Within the entries below, every line containing "exact" is to be copied.

Items from a dataset
◆ ◆ ◆ ◆

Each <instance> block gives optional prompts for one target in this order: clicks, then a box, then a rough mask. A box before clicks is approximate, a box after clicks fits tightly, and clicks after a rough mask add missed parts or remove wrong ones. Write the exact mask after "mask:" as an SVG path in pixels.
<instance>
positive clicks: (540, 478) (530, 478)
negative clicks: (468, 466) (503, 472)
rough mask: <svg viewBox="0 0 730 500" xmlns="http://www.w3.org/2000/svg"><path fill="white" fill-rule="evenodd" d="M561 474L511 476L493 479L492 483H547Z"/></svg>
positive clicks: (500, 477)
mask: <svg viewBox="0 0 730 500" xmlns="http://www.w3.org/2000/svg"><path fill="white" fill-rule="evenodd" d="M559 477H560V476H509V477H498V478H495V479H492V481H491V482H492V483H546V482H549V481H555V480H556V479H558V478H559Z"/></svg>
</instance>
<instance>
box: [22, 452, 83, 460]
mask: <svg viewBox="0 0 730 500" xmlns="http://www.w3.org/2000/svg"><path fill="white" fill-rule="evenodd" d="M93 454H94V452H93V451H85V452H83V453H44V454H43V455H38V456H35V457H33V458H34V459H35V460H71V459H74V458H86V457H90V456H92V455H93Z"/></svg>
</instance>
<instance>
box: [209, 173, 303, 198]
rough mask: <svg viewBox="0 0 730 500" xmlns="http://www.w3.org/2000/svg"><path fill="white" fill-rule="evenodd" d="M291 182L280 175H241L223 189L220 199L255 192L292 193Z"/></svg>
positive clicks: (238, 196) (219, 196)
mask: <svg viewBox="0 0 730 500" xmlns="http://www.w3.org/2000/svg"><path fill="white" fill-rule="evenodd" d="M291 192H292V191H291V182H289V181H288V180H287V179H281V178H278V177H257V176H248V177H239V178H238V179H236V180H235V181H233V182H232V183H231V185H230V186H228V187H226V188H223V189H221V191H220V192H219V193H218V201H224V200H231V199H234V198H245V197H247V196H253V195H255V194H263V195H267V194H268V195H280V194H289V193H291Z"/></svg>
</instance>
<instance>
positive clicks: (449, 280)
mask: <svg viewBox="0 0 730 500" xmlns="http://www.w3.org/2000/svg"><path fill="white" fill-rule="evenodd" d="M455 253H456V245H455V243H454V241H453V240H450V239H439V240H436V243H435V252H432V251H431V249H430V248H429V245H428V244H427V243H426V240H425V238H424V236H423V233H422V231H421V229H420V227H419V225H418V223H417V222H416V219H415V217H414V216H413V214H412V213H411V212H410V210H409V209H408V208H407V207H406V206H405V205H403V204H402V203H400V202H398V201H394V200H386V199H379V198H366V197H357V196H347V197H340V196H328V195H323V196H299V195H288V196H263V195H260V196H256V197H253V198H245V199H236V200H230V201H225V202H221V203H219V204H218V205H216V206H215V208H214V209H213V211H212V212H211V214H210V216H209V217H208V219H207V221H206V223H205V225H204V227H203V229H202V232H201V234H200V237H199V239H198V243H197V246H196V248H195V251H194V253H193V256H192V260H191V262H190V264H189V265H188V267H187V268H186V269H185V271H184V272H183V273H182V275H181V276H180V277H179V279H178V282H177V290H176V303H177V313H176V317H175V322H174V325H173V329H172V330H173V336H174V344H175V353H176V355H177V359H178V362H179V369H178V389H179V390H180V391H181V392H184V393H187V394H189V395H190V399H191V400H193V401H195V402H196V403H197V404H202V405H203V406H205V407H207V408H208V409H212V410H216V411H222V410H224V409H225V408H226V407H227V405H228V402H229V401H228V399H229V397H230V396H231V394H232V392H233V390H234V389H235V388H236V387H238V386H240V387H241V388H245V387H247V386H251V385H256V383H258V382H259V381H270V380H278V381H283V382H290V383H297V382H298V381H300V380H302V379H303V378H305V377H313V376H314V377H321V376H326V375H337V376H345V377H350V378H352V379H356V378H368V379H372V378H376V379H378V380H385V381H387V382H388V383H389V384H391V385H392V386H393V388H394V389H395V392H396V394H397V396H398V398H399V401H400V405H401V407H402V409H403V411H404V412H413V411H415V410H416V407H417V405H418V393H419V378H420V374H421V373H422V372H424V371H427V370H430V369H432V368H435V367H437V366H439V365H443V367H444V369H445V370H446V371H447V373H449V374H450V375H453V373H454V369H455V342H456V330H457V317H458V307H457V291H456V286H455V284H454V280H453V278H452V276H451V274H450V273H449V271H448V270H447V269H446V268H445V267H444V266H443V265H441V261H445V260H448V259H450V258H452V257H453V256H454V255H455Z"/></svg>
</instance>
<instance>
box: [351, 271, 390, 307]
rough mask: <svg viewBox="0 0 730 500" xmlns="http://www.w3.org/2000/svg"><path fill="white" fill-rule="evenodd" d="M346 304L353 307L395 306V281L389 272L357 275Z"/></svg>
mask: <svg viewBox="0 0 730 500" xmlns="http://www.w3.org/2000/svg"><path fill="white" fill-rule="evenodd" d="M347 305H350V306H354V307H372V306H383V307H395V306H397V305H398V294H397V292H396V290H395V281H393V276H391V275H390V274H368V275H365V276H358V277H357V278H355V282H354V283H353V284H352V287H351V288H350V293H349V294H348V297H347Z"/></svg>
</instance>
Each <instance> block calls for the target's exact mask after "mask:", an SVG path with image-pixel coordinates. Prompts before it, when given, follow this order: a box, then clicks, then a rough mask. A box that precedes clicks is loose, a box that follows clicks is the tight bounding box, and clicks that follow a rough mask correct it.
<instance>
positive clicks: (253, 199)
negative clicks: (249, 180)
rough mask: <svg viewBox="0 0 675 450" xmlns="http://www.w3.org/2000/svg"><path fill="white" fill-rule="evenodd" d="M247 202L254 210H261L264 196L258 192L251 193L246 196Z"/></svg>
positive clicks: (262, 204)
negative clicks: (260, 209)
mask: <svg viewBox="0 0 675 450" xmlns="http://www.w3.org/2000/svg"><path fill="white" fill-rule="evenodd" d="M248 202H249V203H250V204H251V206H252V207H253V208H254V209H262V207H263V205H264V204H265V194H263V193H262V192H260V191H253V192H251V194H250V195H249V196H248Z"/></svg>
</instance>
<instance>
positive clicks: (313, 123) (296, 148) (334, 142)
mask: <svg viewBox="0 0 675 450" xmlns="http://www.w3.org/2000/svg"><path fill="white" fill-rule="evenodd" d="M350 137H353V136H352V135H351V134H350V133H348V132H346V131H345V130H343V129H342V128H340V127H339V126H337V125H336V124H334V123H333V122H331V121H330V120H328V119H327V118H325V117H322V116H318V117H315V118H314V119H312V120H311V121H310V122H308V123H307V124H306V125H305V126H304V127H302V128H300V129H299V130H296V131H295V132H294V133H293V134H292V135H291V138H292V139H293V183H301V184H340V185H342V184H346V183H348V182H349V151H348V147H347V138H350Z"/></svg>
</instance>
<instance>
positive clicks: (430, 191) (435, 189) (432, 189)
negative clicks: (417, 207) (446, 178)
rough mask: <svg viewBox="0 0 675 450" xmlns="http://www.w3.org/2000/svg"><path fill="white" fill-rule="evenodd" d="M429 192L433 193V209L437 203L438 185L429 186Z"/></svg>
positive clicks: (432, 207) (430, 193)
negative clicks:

◆ ◆ ◆ ◆

EXERCISE RESULT —
Each <instance> block gives optional prompts for one target in this order: clicks, then a box, then a rough mask. A box before clicks is approximate, a box after clicks fits tightly, and clicks after a rough mask add missed parts or remove wrong ones. Write the exact mask after "mask:" as an SVG path in pixels.
Each <instance> block calls for the target's exact mask after "mask:", an SVG path with image-pixel coordinates. Prompts before it, when given, follow this order: a box, then clicks, then a rough mask. A box that precedes clicks is loose, a box that follows clicks is the tight bounding box, and clicks that follow a rough mask correct it.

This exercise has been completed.